> _Task_: Output the records, every one, exactly as given.

> _Data shown_:
------
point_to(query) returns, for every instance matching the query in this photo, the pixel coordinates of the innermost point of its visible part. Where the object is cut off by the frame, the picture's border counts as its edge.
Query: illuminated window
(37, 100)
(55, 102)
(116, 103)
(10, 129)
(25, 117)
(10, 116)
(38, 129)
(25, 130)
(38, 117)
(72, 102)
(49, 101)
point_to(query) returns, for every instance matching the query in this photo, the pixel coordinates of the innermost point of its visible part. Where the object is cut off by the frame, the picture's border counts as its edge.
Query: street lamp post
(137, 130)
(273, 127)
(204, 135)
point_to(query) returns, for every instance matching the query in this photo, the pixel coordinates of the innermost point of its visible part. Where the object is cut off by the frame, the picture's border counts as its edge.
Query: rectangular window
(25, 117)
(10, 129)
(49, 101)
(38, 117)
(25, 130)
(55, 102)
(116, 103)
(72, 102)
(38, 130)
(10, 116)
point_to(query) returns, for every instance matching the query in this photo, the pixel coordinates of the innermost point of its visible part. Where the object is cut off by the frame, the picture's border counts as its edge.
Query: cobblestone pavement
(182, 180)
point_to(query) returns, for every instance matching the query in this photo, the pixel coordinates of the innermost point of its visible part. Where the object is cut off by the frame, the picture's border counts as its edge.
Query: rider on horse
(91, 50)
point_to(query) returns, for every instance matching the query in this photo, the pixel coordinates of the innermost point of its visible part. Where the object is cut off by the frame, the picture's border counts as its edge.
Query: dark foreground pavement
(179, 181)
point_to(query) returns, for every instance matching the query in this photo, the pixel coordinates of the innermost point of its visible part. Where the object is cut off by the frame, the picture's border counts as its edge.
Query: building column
------
> _Response to this exercise_:
point_to(query) returns, for every instance matching the query in this photo, the pixel coordinates of the innermost point of its visible part. Where the object is cut off by the frame, the picture's border counts as its edge.
Query: illuminated window
(37, 100)
(55, 102)
(116, 103)
(10, 129)
(25, 117)
(10, 116)
(38, 129)
(25, 130)
(38, 117)
(72, 102)
(49, 101)
point_to(query) returns, for every instance matching the query in this photo, the pixel coordinates of the innermost point of its visible part. Where the object is cut off by the frame, the picture's border counts as its edge.
Query: street lamp post
(137, 130)
(273, 127)
(204, 135)
point_to(query) returns, for every instance matching the query in this photo, the pixel coordinates of the innermost point of its visible part. Where the object is cut off by the frame, the picture's border counts as its edge.
Query: rectangular window
(25, 117)
(10, 129)
(49, 101)
(38, 117)
(25, 130)
(55, 102)
(116, 103)
(72, 102)
(38, 130)
(10, 116)
point_to(query) returns, for every instance matching the query in this photo, the pixel coordinates of the innermost point of its visible part. Where the object is cut off by the frame, the picture's border counts as its edge.
Query: cobblestone pavement
(182, 180)
point_to(query) returns, for every instance matching the query in this photo, the pixel coordinates of the innermost point of its visible part. Where the object is cut off by the frame, the picture's border counts as its edge.
Query: rider on horse
(91, 50)
point_to(query) returns, for every instance matching the query in this photo, the pixel coordinates of the innermost point of its visible part. Where the object is cut off by the frame, the picture's border counts as its edge.
Query: dark foreground pavement
(179, 181)
point_to(query) returns, for every instance matching the query in this photo, the pixel coordinates of the innermost point of its visible part. Where the object is cut off by the frame, the picture's border counts as its edge.
Query: building column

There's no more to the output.